A canção tem um endereçamento: o eu lírico canta como quem escreve uma carta. Algo do espírito de “When I’m 64” – de Lennon/McCartney, a memorável canção dos Beatles – aparece aqui, pois o eu lírico imagina-se mais velho, questionando-se de modo bem imaginativo sobre seu porvir. Nada evoca, menciona ou fede a morte na canção pop alegrete de McCartney, em que envelhecer ao lado da amada é descrito como a maior das felicidades.

Só que onde Paul McCartney foi jovial, lúdico e solar, Phoebe Bridgers foi dark, melancólica e saturnina. Ela fala assim ao destinatário de sua carta-canção: “Quando eu estiver doente e cansada, e minha mente praticamente não estiver mais lá / Quando uma máquina me mantiver viva e estiver perdendo toda minha cabeleira / Eu espero que você beije minha cabeça apodrecida e tire a máquina da tomada / Sabendo que queimei todas as playlists e dei todo meu amor.” Coube até o amor fati nestes três minutos de esplendorosa canção.

KILLER

Sometimes I think I’m a killer
Scared you in your house
I even scared myself by talking
About Dahmer on your couch

But I can’t sleep next to a body
Even harmless in death
Plus I’m pretty sure I’d miss you
And faking sleep to count your breath.

_BLOCO DE DADOS_:
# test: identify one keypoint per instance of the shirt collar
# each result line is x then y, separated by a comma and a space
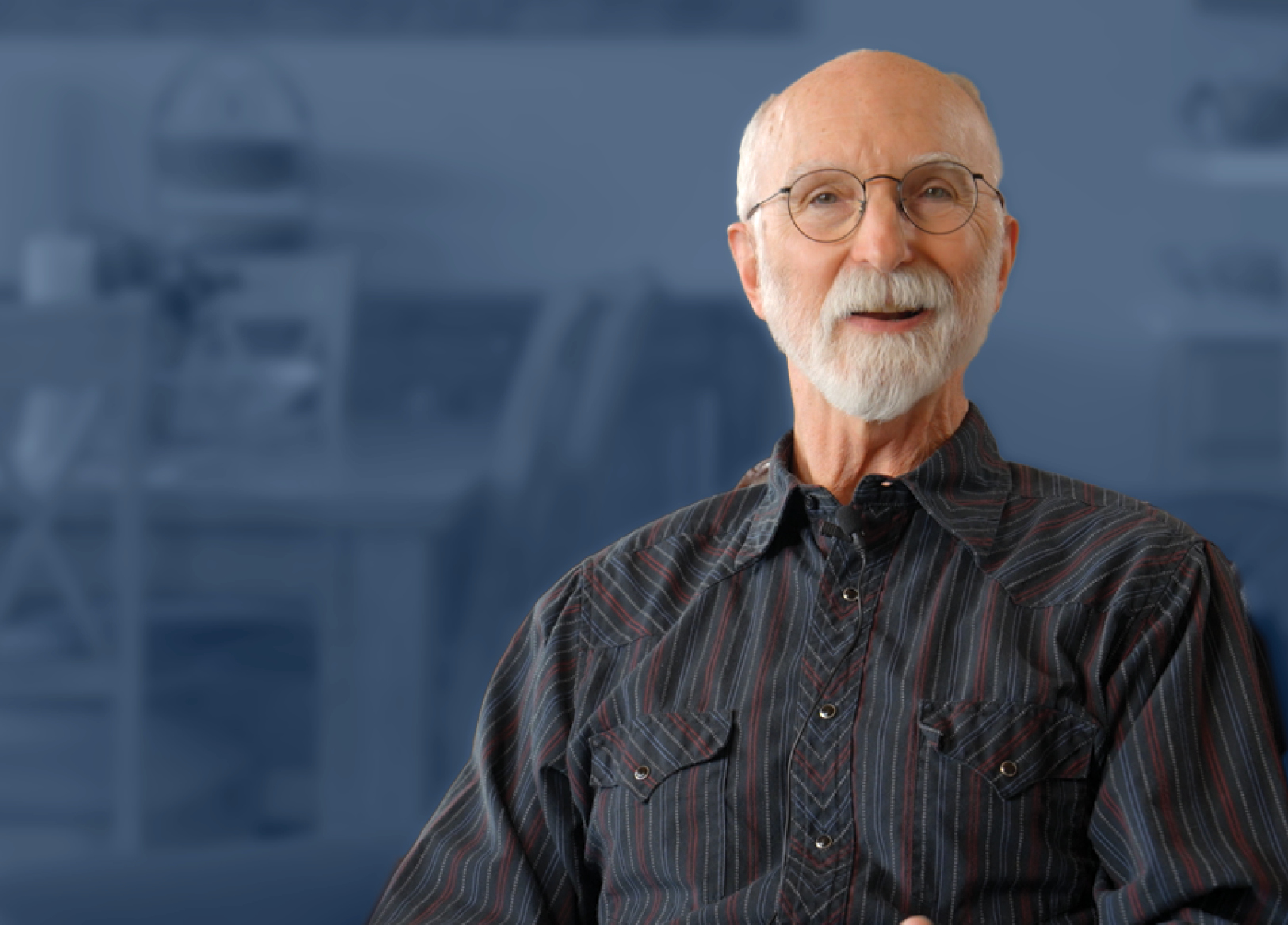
964, 486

_PROBLEMAS E TAREFAS_:
• 1. Segundo o texto sobre as canções de Phoebe Bridgers, com quais três adjetivos a artista é caracterizada em contraste com Paul McCartney?
• 2. Estenda o texto sobre as canções de Phoebe Bridgers a partir do ponto em que ele termina.

_RESPOSTAS EM ORDEM_:
• 1. Phoebe Bridgers foi dark, melancólica e saturnina.

• 2.
Can the killer in me
Tame the fire in you?
Is there nothing left to do for us?

I am sick of the chase
But I’m hungry for blood
And there’s nothing I can do
But when I’m sick and tired
And when my mind is barely there
When a machine keeps me alive
And I’m losing all my hair
I hope you kiss my rotten head
And pull the plug
Know that I’ve burned every playlist
And I’ve given all my love.

Can the killer in me
Tame the fire in you?
I know there’s something waiting for us
I am sick of the chase
But I’m stupid in love
And there’s nothing I can do.

Esta obsessão com a inevitabilidade da morte, enfatizada pela artista nesta pela entrevista, também se manifesta em “Funeral”. A poetisa, distanciando-se da eutanásia que se coloca como bifurcação ética no fim de muitas existências humanas, exigindo a escolha pelo suicídio assistido ou pelo morrer-de-morte-morrida, dedica-se em “Funeral” à morte precoce, começando a canção anunciando: “Vou cantar num funeral amanhã de uma criança um ano mais velha que eu.”

O brilhantismo deste início está no fato de que a narrativa cria de imediato um suspense sobre esta misteriosa morte de criança que será cantada por uma criança ainda mais jovem. A música evoca a falência da razão ao tentar compreender este horror, o sentimento de asfixia diante da tragédia: when I think too much about it I can’t breathe.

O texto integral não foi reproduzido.